**Exercise prompt:**
Rewrite everything from the line containing "Locate every instance of truck in the scene." down to the last line below, requests included, and move every coordinate in the answers by -122.

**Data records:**
■ ■ ■ ■ ■

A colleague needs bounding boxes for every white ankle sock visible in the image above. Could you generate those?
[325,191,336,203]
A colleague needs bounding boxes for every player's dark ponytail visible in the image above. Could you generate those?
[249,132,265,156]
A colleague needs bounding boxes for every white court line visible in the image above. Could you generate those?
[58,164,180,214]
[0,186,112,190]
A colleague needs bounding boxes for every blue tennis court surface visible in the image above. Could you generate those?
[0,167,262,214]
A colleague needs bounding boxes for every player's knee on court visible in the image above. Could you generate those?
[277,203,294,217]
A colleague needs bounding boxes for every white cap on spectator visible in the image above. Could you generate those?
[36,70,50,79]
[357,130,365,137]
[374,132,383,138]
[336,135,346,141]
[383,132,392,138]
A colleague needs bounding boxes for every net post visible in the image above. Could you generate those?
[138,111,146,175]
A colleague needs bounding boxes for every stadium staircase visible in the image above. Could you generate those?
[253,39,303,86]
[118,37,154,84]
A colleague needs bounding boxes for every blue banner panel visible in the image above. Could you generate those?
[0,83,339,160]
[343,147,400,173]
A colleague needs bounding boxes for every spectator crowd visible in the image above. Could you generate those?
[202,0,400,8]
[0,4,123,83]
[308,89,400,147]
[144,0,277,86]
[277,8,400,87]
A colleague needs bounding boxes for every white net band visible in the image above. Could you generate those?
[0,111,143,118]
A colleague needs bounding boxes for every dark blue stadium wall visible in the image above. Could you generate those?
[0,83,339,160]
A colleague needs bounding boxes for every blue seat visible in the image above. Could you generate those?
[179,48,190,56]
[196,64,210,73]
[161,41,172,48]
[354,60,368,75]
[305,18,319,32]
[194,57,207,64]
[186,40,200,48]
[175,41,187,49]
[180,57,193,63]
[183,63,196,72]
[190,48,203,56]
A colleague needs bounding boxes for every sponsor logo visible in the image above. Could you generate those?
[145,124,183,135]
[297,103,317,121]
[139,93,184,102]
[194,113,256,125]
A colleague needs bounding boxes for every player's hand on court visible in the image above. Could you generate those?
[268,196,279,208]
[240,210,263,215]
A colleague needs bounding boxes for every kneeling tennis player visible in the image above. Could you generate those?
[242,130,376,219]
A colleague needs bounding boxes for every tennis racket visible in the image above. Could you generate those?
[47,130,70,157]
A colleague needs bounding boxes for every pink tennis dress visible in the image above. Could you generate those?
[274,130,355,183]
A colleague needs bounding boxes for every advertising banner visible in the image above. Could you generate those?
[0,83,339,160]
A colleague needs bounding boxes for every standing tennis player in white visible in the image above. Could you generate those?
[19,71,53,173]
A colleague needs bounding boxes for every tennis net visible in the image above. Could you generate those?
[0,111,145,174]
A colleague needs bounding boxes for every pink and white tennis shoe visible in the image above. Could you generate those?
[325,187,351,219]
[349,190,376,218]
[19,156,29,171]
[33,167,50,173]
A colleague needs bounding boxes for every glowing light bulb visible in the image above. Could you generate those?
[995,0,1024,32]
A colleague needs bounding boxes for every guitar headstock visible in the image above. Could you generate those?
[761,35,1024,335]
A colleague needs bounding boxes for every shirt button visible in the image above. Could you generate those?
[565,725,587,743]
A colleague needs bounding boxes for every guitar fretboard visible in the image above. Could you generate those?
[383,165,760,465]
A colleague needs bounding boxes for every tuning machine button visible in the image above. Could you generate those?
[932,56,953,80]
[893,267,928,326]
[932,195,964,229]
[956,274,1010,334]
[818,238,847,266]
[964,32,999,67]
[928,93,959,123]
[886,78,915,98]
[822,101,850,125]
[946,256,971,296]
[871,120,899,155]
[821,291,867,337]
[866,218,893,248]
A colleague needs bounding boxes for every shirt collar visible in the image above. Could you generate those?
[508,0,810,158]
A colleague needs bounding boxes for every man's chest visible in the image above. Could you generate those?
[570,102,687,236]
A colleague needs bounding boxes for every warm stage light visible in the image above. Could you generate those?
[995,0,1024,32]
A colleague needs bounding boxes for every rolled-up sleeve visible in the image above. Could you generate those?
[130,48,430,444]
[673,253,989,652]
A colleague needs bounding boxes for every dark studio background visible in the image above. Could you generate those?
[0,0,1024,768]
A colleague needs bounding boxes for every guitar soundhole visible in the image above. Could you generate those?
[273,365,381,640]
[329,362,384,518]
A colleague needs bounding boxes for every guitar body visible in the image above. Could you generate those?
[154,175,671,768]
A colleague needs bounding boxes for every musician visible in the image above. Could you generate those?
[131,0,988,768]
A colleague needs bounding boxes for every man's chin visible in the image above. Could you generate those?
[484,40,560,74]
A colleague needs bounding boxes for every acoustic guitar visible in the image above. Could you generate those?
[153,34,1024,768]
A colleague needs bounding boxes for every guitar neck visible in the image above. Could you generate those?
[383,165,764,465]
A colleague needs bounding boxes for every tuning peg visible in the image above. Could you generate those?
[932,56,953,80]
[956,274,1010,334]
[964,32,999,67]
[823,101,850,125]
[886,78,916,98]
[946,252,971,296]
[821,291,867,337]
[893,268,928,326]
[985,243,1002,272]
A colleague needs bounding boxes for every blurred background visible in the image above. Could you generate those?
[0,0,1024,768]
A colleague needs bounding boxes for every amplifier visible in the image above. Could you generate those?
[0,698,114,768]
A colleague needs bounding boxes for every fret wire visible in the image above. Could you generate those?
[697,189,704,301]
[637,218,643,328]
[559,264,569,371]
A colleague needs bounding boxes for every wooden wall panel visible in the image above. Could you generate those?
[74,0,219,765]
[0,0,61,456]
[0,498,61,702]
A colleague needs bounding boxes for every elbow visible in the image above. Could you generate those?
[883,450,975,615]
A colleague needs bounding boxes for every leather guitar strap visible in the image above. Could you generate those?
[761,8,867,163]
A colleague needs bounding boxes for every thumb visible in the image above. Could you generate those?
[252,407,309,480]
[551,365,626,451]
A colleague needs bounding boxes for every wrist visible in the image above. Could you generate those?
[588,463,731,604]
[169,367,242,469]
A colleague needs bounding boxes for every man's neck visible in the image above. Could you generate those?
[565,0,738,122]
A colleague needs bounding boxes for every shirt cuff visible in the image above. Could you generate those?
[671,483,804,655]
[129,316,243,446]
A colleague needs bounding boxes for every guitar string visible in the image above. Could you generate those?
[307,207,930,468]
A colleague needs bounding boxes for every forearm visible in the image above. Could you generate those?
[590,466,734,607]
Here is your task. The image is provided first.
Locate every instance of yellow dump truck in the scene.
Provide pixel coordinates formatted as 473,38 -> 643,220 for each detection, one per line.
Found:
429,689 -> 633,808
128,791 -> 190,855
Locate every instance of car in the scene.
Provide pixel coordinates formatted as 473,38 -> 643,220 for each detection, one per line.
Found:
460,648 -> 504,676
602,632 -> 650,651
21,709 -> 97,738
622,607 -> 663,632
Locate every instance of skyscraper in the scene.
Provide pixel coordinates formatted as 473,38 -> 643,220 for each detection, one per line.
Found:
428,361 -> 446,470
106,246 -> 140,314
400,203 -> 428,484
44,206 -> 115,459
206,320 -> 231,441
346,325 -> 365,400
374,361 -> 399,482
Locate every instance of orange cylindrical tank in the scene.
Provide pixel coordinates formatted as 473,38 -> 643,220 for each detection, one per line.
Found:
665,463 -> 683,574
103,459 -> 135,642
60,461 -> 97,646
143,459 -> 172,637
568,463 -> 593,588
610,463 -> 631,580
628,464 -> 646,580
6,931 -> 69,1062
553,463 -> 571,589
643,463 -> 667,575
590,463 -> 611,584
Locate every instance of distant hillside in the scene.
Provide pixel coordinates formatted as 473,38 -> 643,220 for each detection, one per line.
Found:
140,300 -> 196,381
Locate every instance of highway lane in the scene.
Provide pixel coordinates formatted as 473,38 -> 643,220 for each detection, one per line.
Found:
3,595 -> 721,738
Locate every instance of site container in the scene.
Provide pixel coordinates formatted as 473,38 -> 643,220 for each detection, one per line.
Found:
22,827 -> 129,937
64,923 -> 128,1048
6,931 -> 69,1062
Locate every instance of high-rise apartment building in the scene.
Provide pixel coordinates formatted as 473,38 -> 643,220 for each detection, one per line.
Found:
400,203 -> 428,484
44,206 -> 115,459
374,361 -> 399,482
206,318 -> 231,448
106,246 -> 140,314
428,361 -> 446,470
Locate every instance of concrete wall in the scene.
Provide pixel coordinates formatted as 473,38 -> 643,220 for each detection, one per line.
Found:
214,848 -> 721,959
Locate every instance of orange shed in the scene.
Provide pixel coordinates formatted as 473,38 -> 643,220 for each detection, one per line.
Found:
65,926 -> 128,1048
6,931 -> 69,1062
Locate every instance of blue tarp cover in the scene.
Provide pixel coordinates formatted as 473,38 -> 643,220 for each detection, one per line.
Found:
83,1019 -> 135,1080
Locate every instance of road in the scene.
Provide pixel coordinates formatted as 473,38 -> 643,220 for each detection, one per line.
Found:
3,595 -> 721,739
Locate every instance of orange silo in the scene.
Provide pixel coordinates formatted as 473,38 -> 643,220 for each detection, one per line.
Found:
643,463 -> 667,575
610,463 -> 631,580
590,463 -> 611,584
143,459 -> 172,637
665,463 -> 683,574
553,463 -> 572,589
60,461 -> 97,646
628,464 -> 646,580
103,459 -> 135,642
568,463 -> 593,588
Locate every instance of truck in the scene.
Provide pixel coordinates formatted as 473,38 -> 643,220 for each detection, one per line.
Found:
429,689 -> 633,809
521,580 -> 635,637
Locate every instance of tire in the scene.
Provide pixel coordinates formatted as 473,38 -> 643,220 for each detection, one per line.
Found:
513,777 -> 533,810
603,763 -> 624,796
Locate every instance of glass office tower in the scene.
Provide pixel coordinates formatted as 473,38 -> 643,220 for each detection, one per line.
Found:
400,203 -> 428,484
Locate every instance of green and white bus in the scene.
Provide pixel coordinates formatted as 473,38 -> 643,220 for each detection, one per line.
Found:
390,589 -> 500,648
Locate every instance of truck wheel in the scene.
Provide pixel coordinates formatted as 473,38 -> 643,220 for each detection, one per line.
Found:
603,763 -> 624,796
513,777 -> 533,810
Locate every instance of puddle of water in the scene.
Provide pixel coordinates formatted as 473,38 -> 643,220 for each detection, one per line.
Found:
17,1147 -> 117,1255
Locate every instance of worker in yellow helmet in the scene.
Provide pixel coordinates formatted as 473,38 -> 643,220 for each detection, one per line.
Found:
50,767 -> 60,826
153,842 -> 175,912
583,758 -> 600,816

■ ■ ■ ■ ■

**Complete output:**
Locate every instance of truck in the scene.
Provide pixel coordinates formatted as 473,38 -> 643,220 for each detection, one per line.
Found:
307,567 -> 511,687
399,458 -> 513,515
Locate every instance of tire in the scene.
Provide pixel coordinates formatted as 473,38 -> 643,220 for each detection, one per line.
Found:
391,655 -> 411,688
481,641 -> 502,674
Locate every instance of glass office tower in the scene.
Provide pixel coordinates formatted as 473,38 -> 643,220 for each detection, one per line.
Found:
278,81 -> 306,362
Locate every instance of green and white bus in the scene.
Provide pixel coordinates formatted as 473,38 -> 643,220 for each detection, one per line.
Found:
268,467 -> 378,526
Locate every instance of truck wheel in the scene.
Provide pixel coordinates formatted as 473,38 -> 643,220 for each detection, one per line.
Found:
481,641 -> 502,674
391,655 -> 411,688
Locate every instance of puddle of water in the scene.
Provide pixel coordinates formatted as 473,38 -> 643,220 for each detection, one per line.
Found:
-105,1025 -> -5,1133
Locate every instance of worker in yellow helmet in the scene.
Provide pixel coordinates formatted as 473,38 -> 643,220 for each detection, one per line.
Found:
-72,645 -> -62,704
31,720 -> 53,790
461,636 -> 478,694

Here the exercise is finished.